Recorded data
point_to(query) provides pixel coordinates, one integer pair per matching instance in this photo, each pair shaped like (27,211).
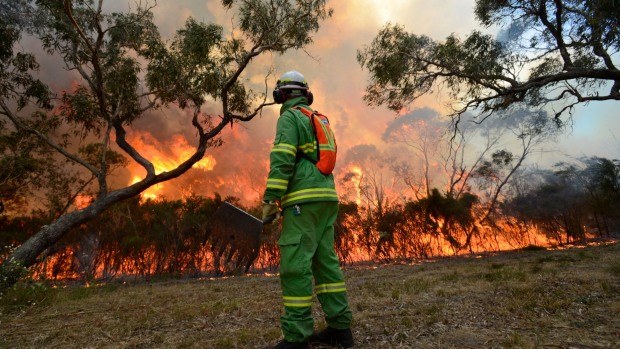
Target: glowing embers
(165,156)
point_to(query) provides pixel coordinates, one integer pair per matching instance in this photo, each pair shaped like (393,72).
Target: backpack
(326,156)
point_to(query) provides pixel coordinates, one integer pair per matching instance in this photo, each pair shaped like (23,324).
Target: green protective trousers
(307,249)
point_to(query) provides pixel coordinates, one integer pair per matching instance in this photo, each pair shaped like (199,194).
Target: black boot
(335,338)
(291,345)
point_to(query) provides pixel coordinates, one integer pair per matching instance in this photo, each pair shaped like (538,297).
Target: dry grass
(536,299)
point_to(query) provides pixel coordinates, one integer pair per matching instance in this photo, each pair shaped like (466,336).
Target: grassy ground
(531,299)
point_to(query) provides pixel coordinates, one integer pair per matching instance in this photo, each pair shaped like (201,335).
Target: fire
(356,181)
(82,201)
(164,157)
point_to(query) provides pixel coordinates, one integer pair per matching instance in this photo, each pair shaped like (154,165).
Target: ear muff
(278,96)
(309,97)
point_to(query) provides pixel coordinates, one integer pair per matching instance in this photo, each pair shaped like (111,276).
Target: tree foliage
(566,45)
(127,69)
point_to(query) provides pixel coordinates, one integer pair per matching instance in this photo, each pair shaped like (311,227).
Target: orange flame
(164,157)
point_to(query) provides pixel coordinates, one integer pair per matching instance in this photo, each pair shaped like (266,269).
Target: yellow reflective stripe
(309,190)
(277,180)
(300,305)
(284,151)
(298,298)
(308,147)
(285,148)
(298,301)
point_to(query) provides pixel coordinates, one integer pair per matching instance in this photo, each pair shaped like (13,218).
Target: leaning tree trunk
(26,254)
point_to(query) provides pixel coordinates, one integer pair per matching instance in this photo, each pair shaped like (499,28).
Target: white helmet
(292,80)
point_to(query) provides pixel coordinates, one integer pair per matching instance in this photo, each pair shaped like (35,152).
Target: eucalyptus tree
(568,46)
(128,69)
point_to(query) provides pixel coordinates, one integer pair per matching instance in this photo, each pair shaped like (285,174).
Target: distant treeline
(154,238)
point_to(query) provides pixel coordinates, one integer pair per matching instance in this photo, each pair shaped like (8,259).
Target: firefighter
(300,179)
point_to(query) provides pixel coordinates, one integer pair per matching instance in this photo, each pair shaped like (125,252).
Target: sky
(240,166)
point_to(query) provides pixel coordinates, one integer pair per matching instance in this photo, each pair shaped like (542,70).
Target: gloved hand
(271,208)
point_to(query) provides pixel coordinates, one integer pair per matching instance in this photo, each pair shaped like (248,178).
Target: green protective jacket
(292,179)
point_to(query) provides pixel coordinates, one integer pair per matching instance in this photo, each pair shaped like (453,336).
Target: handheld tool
(238,231)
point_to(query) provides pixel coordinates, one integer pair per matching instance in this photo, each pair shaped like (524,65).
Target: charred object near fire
(236,233)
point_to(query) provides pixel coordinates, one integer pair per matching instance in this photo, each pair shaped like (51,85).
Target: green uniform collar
(297,101)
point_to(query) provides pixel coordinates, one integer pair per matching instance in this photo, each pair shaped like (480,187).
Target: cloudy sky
(240,166)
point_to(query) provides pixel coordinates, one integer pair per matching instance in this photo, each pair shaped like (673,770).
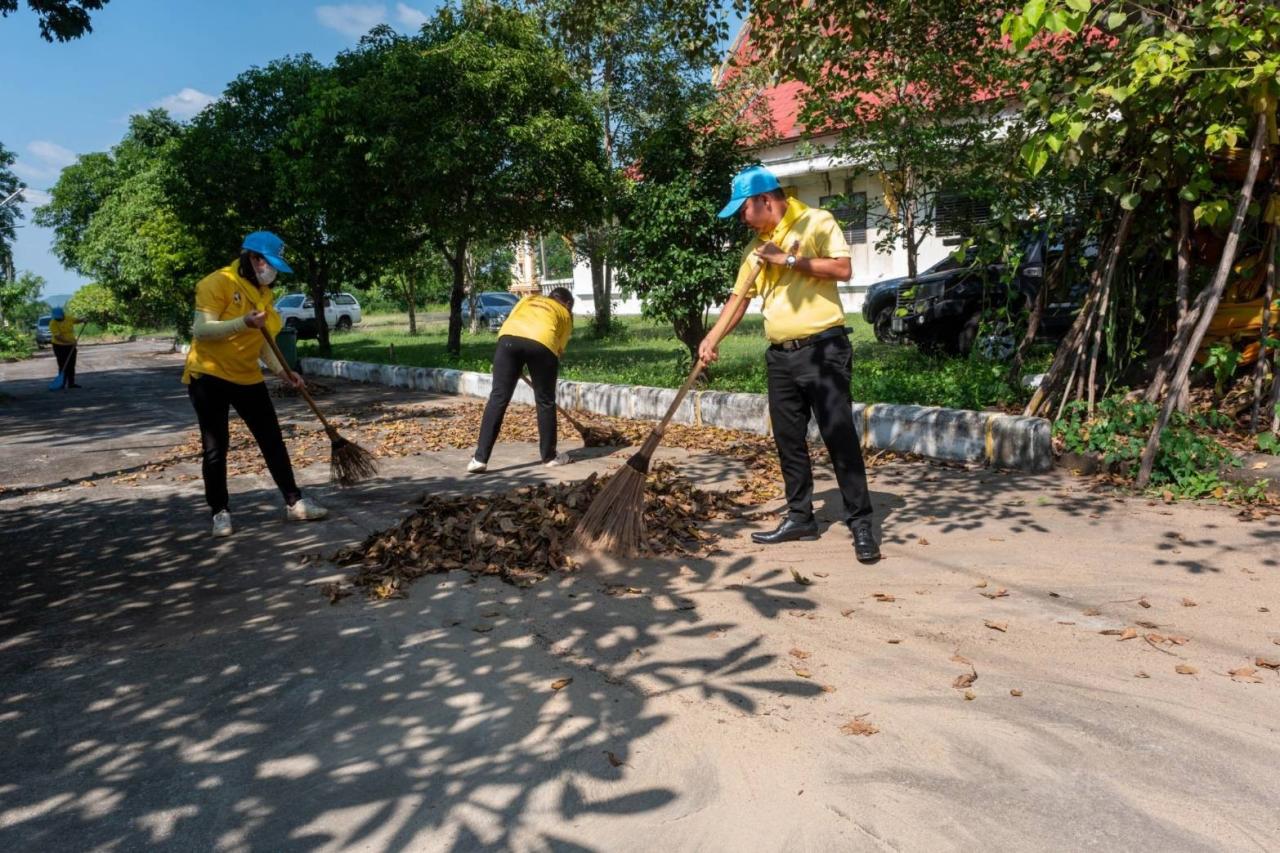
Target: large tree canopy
(60,19)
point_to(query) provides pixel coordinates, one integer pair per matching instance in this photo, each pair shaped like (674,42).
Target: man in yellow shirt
(535,334)
(62,334)
(809,356)
(233,306)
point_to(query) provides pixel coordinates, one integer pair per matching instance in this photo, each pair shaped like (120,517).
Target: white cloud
(46,160)
(352,19)
(410,17)
(184,103)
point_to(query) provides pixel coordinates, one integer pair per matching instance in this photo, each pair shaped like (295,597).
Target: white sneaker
(223,524)
(306,510)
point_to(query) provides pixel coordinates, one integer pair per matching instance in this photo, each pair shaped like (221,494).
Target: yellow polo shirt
(63,332)
(796,305)
(225,296)
(543,319)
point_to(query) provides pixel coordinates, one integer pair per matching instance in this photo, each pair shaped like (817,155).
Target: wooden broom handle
(284,364)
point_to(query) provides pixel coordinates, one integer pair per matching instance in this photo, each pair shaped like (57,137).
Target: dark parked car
(493,308)
(960,308)
(44,337)
(881,300)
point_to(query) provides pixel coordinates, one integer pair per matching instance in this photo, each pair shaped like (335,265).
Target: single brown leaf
(1246,674)
(859,728)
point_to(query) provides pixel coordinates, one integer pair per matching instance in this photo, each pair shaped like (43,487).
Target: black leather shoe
(787,532)
(864,543)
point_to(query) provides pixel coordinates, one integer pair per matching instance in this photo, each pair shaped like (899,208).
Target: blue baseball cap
(749,182)
(269,246)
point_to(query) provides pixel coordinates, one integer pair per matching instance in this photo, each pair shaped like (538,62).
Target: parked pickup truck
(944,309)
(298,311)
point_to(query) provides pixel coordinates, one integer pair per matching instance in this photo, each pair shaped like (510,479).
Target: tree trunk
(1215,296)
(458,264)
(1187,313)
(1267,299)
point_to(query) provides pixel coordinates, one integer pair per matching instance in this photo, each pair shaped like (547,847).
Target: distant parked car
(493,308)
(881,300)
(44,337)
(298,311)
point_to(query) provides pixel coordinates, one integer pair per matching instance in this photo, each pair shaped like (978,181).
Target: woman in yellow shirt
(535,334)
(62,334)
(233,306)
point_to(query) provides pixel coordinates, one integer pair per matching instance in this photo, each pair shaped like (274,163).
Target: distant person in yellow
(809,359)
(534,336)
(62,333)
(233,306)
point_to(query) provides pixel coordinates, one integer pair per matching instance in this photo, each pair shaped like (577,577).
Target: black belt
(799,343)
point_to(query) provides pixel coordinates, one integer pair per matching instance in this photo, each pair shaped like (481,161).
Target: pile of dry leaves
(521,536)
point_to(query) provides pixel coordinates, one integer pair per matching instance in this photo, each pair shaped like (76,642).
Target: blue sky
(67,99)
(62,100)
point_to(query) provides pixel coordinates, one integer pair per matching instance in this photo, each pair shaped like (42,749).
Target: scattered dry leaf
(1246,674)
(859,726)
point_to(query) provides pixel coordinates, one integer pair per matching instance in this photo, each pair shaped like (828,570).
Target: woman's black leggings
(213,400)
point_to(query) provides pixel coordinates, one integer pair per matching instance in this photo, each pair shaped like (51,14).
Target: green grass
(648,354)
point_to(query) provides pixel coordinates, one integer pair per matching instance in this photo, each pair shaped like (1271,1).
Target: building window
(850,211)
(955,214)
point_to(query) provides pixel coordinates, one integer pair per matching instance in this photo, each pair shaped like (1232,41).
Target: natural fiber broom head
(615,521)
(348,461)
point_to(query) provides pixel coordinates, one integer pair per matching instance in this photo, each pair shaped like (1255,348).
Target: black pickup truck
(945,308)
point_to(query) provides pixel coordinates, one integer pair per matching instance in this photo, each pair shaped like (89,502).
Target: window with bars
(955,214)
(850,211)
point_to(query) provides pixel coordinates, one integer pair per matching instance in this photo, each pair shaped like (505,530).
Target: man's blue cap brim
(731,208)
(278,263)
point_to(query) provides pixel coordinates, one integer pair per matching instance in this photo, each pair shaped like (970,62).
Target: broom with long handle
(348,461)
(592,434)
(615,521)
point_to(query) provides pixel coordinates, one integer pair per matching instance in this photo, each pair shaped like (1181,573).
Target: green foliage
(1188,461)
(19,301)
(114,220)
(673,246)
(60,19)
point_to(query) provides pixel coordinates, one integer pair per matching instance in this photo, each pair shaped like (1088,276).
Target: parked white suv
(298,311)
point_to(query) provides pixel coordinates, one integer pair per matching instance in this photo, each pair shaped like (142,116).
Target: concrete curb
(949,434)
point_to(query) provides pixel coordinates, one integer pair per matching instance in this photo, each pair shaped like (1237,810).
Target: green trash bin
(287,340)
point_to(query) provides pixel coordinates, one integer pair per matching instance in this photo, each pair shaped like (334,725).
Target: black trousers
(65,356)
(511,357)
(816,379)
(213,400)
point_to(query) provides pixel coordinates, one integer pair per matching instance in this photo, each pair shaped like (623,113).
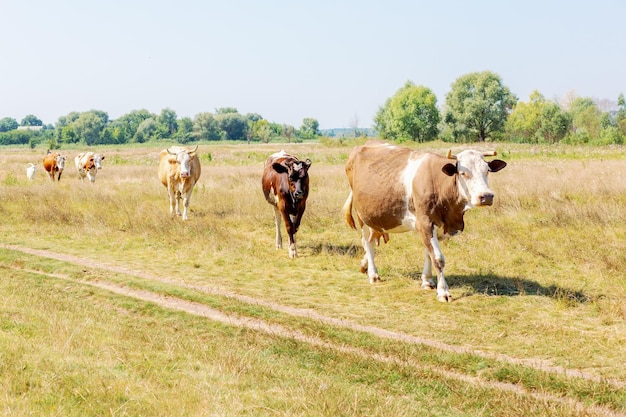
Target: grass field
(110,307)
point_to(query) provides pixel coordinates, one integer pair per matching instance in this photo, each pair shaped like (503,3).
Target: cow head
(183,159)
(298,175)
(472,170)
(60,161)
(97,160)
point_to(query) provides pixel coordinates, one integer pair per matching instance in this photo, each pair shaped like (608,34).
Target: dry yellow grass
(538,276)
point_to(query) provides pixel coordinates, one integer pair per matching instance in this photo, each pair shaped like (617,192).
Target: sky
(335,61)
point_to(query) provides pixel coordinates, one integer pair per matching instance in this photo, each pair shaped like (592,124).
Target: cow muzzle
(485,199)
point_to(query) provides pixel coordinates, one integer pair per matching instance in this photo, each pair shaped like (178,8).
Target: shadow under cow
(494,285)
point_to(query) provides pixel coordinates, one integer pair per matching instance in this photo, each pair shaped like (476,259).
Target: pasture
(111,307)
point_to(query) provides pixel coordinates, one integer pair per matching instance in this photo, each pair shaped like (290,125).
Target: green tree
(586,118)
(206,127)
(537,121)
(477,106)
(31,120)
(621,114)
(310,128)
(233,125)
(146,130)
(89,126)
(129,123)
(555,124)
(184,133)
(8,123)
(261,130)
(226,110)
(169,121)
(525,119)
(411,113)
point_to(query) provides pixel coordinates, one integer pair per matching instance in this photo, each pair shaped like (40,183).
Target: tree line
(95,128)
(480,107)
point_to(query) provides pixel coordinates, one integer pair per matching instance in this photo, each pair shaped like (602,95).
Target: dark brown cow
(286,187)
(395,189)
(54,164)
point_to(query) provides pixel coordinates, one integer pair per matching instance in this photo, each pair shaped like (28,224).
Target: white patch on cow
(472,178)
(407,176)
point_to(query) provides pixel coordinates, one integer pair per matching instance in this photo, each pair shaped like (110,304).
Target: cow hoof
(445,298)
(428,285)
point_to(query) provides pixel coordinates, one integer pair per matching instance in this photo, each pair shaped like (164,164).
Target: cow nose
(486,199)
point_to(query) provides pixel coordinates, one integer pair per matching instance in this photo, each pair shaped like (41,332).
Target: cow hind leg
(427,272)
(367,263)
(177,198)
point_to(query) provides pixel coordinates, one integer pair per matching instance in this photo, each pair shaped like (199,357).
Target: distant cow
(285,184)
(395,189)
(88,164)
(31,170)
(179,170)
(54,164)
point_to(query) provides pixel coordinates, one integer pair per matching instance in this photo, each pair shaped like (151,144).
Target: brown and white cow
(54,163)
(285,185)
(88,164)
(395,189)
(179,170)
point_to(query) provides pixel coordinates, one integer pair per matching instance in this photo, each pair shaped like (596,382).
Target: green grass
(537,277)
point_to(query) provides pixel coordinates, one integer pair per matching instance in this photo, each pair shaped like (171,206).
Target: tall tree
(411,113)
(89,126)
(206,127)
(8,123)
(477,106)
(233,125)
(586,118)
(169,121)
(310,128)
(31,120)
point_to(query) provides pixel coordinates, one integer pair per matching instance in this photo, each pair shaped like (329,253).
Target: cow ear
(280,168)
(449,169)
(496,165)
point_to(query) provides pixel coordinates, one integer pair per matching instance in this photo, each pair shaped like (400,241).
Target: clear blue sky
(336,61)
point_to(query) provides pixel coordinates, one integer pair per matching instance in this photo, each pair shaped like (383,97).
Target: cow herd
(392,190)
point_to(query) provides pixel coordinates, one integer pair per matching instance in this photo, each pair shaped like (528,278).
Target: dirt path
(179,304)
(281,331)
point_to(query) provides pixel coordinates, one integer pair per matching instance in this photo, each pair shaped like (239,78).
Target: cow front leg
(367,263)
(279,238)
(186,205)
(291,232)
(427,272)
(437,262)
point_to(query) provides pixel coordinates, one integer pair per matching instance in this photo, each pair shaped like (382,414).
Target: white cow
(179,170)
(88,164)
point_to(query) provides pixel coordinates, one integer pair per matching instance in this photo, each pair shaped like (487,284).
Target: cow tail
(347,211)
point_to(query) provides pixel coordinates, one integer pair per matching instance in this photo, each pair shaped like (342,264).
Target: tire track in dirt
(202,310)
(538,364)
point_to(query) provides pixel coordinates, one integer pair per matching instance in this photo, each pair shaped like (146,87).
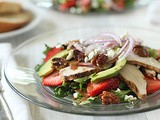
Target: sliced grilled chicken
(133,77)
(147,62)
(81,71)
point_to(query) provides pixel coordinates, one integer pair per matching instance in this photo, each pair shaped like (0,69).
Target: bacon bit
(109,98)
(78,55)
(140,51)
(73,65)
(59,63)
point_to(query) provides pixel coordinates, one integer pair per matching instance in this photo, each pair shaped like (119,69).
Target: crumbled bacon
(140,51)
(73,65)
(109,98)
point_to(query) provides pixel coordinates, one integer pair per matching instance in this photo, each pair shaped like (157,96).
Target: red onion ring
(78,47)
(115,37)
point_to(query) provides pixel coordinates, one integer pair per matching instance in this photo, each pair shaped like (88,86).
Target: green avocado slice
(46,68)
(109,72)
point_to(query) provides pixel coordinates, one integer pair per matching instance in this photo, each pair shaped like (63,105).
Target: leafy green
(121,94)
(47,49)
(62,91)
(122,86)
(89,100)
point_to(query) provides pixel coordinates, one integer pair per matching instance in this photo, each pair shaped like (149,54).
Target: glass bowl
(21,77)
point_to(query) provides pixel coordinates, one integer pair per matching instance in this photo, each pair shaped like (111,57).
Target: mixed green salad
(104,69)
(84,6)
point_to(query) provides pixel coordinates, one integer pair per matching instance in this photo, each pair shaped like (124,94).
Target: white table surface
(53,20)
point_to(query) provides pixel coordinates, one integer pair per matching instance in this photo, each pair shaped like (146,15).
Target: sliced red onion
(78,47)
(115,37)
(130,47)
(85,64)
(119,52)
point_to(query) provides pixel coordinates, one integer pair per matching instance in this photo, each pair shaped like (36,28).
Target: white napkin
(18,106)
(154,12)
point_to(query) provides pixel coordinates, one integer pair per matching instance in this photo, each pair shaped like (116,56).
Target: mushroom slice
(133,77)
(147,62)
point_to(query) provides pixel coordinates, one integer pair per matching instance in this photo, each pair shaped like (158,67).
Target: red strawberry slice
(94,89)
(52,79)
(153,85)
(52,52)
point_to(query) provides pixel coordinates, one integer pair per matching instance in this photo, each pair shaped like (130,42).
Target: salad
(84,6)
(104,69)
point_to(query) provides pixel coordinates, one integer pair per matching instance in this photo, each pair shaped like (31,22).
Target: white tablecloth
(55,20)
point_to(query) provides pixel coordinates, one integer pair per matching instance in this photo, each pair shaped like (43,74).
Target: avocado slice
(109,72)
(46,68)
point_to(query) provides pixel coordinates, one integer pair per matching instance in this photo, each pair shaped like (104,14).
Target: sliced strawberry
(52,79)
(51,53)
(153,85)
(94,89)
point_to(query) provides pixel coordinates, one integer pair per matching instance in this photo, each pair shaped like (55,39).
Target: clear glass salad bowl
(21,76)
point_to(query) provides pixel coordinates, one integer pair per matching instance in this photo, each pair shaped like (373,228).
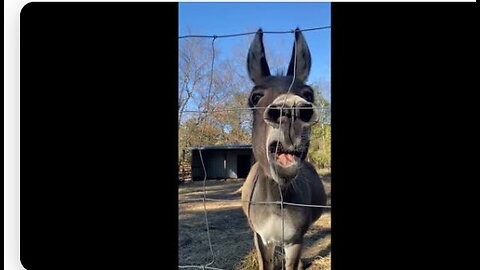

(WHAT THIS TASK INVOLVES): Extract every line from the rows above that contains the word "bowl".

(SOLUTION TO THIS TASK):
Target: glass bowl
Target: clear glass salad bowl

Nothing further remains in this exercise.